• [AIM OF THE TASK]: Format each line of the listing below as a numbered list, skipping any blank lines and leaving the pictures out.
>> Start
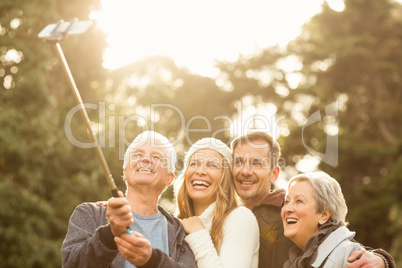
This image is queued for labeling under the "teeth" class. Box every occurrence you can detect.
[193,181,210,187]
[286,219,297,224]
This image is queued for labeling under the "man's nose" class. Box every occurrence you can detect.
[195,165,205,175]
[140,154,151,165]
[282,202,294,212]
[241,162,253,176]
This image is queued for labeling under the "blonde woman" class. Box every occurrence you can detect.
[175,138,259,268]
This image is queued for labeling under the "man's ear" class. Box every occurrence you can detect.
[318,210,331,225]
[271,166,280,184]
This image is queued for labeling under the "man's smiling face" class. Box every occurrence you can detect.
[232,140,279,208]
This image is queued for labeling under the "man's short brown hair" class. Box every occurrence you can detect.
[230,131,281,168]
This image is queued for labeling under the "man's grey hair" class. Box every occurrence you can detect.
[123,131,176,173]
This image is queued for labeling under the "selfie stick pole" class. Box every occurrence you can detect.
[38,20,119,197]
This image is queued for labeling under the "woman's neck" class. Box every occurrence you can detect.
[126,188,159,216]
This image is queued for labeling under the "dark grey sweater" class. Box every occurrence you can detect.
[61,203,196,268]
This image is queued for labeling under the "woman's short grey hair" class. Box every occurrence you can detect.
[123,131,176,173]
[288,171,348,225]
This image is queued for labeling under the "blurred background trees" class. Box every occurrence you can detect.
[0,0,402,267]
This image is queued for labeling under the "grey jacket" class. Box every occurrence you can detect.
[312,226,363,268]
[61,203,196,268]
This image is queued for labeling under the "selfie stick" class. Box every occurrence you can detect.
[38,19,119,197]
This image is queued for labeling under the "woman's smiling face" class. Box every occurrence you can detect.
[184,149,223,209]
[281,181,329,249]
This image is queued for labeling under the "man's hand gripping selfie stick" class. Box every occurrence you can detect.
[38,19,131,234]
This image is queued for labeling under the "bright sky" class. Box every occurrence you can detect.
[91,0,343,76]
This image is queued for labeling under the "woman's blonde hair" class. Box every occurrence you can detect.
[174,138,238,254]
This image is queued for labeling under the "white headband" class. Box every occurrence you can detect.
[184,138,232,167]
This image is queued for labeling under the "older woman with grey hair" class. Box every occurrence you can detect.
[281,172,362,268]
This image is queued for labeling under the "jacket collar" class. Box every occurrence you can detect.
[261,189,286,208]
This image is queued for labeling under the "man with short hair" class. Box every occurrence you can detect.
[231,132,395,268]
[62,131,196,268]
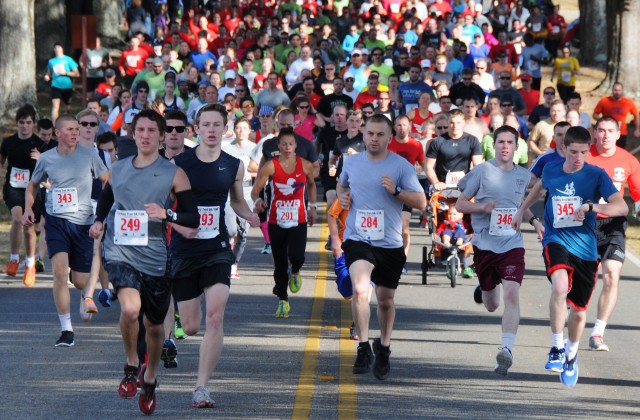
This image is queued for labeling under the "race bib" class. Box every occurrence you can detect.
[196,206,220,239]
[53,63,66,76]
[9,168,29,188]
[51,188,78,214]
[89,55,102,69]
[127,55,140,67]
[444,171,464,185]
[551,196,582,228]
[276,207,298,229]
[489,208,517,236]
[356,210,384,241]
[113,210,149,246]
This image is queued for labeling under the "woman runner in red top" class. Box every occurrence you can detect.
[251,127,317,318]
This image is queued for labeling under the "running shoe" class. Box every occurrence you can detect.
[349,322,360,341]
[373,338,391,380]
[138,365,158,416]
[7,260,20,277]
[36,259,44,273]
[98,289,115,308]
[560,355,578,388]
[289,272,302,293]
[493,347,513,376]
[173,313,188,340]
[54,331,75,347]
[160,338,178,369]
[22,267,36,287]
[353,342,374,375]
[544,347,565,373]
[191,386,216,408]
[589,335,609,351]
[276,300,291,318]
[118,364,138,398]
[473,285,482,305]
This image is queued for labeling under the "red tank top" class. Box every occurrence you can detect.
[411,108,433,135]
[268,156,307,229]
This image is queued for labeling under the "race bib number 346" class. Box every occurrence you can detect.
[113,210,149,246]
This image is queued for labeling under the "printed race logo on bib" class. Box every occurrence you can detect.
[356,210,384,241]
[113,210,149,246]
[51,188,78,214]
[551,196,582,228]
[276,207,298,229]
[196,206,220,239]
[9,168,29,188]
[489,208,516,236]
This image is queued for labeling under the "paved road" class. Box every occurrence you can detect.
[0,204,640,419]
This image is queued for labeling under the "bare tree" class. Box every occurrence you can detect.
[0,0,36,124]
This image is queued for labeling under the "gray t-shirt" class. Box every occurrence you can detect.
[340,152,424,248]
[31,146,107,225]
[458,159,531,254]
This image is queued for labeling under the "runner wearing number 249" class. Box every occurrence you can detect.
[251,127,318,318]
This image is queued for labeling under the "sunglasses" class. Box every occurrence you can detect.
[167,125,187,134]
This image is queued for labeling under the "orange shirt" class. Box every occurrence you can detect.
[586,144,640,217]
[593,96,638,136]
[329,200,349,241]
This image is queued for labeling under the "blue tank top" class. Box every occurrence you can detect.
[169,146,240,258]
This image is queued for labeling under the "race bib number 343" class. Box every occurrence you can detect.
[113,210,149,246]
[51,188,78,214]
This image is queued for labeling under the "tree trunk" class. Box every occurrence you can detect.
[35,0,66,84]
[598,0,640,99]
[0,0,37,125]
[580,0,607,67]
[93,0,123,45]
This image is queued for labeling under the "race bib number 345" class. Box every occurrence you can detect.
[113,210,149,246]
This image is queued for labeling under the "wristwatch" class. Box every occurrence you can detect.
[587,200,593,211]
[166,209,178,222]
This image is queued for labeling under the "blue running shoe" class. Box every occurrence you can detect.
[560,355,578,388]
[98,289,111,308]
[544,347,565,373]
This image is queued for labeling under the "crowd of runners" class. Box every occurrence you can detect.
[0,0,640,414]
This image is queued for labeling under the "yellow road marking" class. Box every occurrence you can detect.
[291,221,329,419]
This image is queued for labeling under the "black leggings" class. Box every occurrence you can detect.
[269,223,307,300]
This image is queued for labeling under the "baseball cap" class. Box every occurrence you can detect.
[520,73,533,80]
[258,105,273,117]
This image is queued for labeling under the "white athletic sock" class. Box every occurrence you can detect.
[591,319,607,337]
[502,333,516,350]
[551,333,564,350]
[566,340,580,360]
[58,314,73,331]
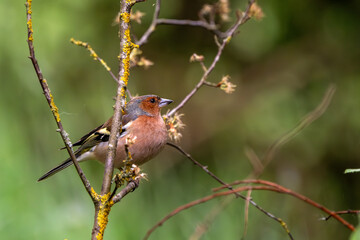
>> End
• [WRITTEN REPLY]:
1. This image is queued for labeling under the "teeth" class. Box every occurrence you can detect.
2. [193,181,210,187]
3. [286,219,297,224]
4. This image is queued for labeling under the "man's nose" class. Box every occurrence you can detect.
5. [195,165,205,175]
6. [140,154,151,165]
7. [282,202,294,212]
8. [241,162,253,176]
9. This image is queued for labeling under the "blonde woman" class. Box every occurrence you can detect.
10. [175,138,259,268]
11. This image is queued for labeling under the "man's ear" class. Box every occurrence you can detect.
12. [318,210,331,225]
13. [271,166,280,184]
14. This image is queued for labeling under the "man's smiling face" class. Box every occurrence you can detect.
15. [232,140,279,208]
16. This image is queued for labeling under the "man's short brown hair" class. Box every occurrence you can detect.
17. [230,131,281,168]
18. This image is queued for labeling under the "man's grey hair" class. Box every occurrence you can detect.
19. [123,131,176,173]
20. This image is queued for labeling under the "selfie stick pole" class. Box every occurrence you can detect.
21. [38,20,119,197]
22. This image is queued for labeling under the "woman's neck" class. Box every occurrence you can detect.
23. [126,188,159,216]
24. This image is queued for labeling under the "dark grey sweater" class. Box every occurrence you can detect.
25. [61,203,196,268]
26. This image is queued for labeling under the "woman's short grey hair" class. Box every occurrence you can detect.
27. [123,131,176,173]
28. [288,171,348,225]
29. This image is queued for labeling under the "blurred background trees" class. Box every occurrence you can detect.
30. [0,0,402,267]
31. This image is queued for labeling under the "grey jacket" class. Box every occurrence you can detect.
32. [312,226,363,268]
33. [61,203,196,268]
34. This image is queued for labeling under the "selfie stick" class. Box every occurrence you can detect.
35. [38,19,119,197]
36. This image is queued for labeling under the "woman's smiling face" class. Box every occurrence you can detect.
37. [184,149,223,209]
38. [281,181,329,249]
39. This image is queued for labeling under the "man's hand gripping selfie stick" class. Box every occurrence you can detect.
40. [38,19,131,234]
41. This image is queued for labeling under the "bright sky" class. Box every occurrence you can detect.
42. [91,0,343,76]
43. This image is queued for labeling under the "woman's blonde hair" class. Box every occurrence you can detect.
44. [174,138,238,254]
45. This image is queued for labeling under the "white headband" class. Box every occurrence you can detect.
46. [184,138,232,167]
47. This image is queued for labeling under the "older woman with grey hair" class. Box every occurrence you can detect.
48. [281,172,362,268]
49. This image is queued for labeling under the "jacket collar" class. Box every occurrence you can detect.
50. [261,189,286,208]
51. This image is queued for labeling under the "man with short hair" class. Box every occurrence you can detect.
52. [231,132,395,268]
53. [62,131,196,268]
54. This image is queued for labeling under the "race bib" class. Box every occurrence you can detect.
55. [196,206,220,239]
56. [53,63,66,76]
57. [9,168,29,188]
58. [51,188,78,214]
59. [89,55,102,69]
60. [127,55,140,67]
61. [444,171,464,185]
62. [551,196,582,228]
63. [276,207,298,229]
64. [489,208,517,236]
65. [356,210,384,241]
66. [113,210,149,246]
67. This image is queued for labeling under the "woman runner in red top" class. Box every occurrence you can detect.
68. [251,127,317,318]
69. This image is queued for labeling under the "running shoe" class. Box every occurrence you can detect.
70. [349,322,360,341]
71. [373,338,391,380]
72. [138,365,158,416]
73. [7,260,20,277]
74. [36,259,44,273]
75. [98,289,115,308]
76. [560,355,578,388]
77. [289,272,302,293]
78. [493,347,513,376]
79. [173,313,188,340]
80. [54,331,75,347]
81. [160,338,178,369]
82. [22,267,36,287]
83. [353,342,374,375]
84. [544,347,565,373]
85. [191,386,216,408]
86. [589,335,609,351]
87. [276,300,291,318]
88. [118,364,138,398]
89. [473,285,482,305]
90. This image is queued for labeling under the "red tank top" class. Box every occurrence you can detect.
91. [411,108,433,135]
92. [268,156,307,229]
93. This image is queued for labeling under the "race bib number 346" class. Box every occurrence you can detect.
94. [113,210,149,246]
95. This image is queued for labeling under the "printed race logo on bib" class. Box every occurrence you can detect.
96. [356,210,384,241]
97. [113,210,149,246]
98. [51,188,78,214]
99. [551,196,582,228]
100. [276,207,298,229]
101. [196,206,220,239]
102. [9,168,29,188]
103. [489,208,516,236]
104. This image is queued for labeling under the "paved road" class. Box every occurrence you can detect.
105. [0,204,640,419]
106. This image is queued for labeling under the "bare tree" class. Box every occurrence you can detect.
107. [0,0,36,124]
108. This image is queued for labeling under the "gray t-shirt" class. Box every occurrence you can detect.
109. [340,152,424,248]
110. [31,146,107,225]
111. [458,159,531,254]
112. This image is queued for labeling under the "runner wearing number 249" class. Box every occurrence you can detect.
113. [251,127,318,318]
114. This image is queued for labeling under the "sunglasses" class. Box every occurrence you can detect.
115. [167,125,187,134]
116. This image is queued for labeling under the "orange shirt" class. Box every occurrence you can detect.
117. [586,144,640,217]
118. [593,96,638,136]
119. [329,200,349,241]
120. This image is queued for labeling under the "blue tank top" class. Box every occurrence you can detect.
121. [169,146,240,258]
122. This image is queued for labeling under the "race bib number 343" class. Box every occurrence you can detect.
123. [113,210,149,246]
124. [51,188,78,214]
125. This image is queued for labeling under the "tree trunk" class. Box every occurrence you can detect.
126. [35,0,66,84]
127. [598,0,640,99]
128. [0,0,37,125]
129. [580,0,607,67]
130. [93,0,123,45]
131. This image is queued for labeling under the "race bib number 345" class. Box every occurrence you can detect.
132. [113,210,149,246]
133. This image is queued for labeling under the "wristwatch" class. Box every occurrence you can detect.
134. [587,200,593,211]
135. [166,209,178,222]
136. This image is queued for labeling under the "blue running shoe" class. Box every occurrence you can detect.
137. [560,355,578,388]
138. [98,289,111,308]
139. [544,347,565,373]
140. This image is queued for labeling under the "crowd of runners" class. Box every occurrence you can detect.
141. [0,0,640,414]
142. This image is queued for labeling under the "yellow road marking" class. Box every occurrence you can detect.
143. [291,221,329,419]
144. This image is queued for labeling under the "black leggings" class. Box every occurrence you can detect.
145. [269,223,307,300]
146. This image is queued for labeling under the "baseball cap" class. Box every occurrence you can detect.
147. [520,73,533,80]
148. [258,105,273,117]
149. This image is queued for labeling under the "white athletic sock" class. Box every occurrence you can detect.
150. [591,319,607,337]
151. [502,333,516,350]
152. [551,333,564,350]
153. [566,340,580,360]
154. [58,314,73,331]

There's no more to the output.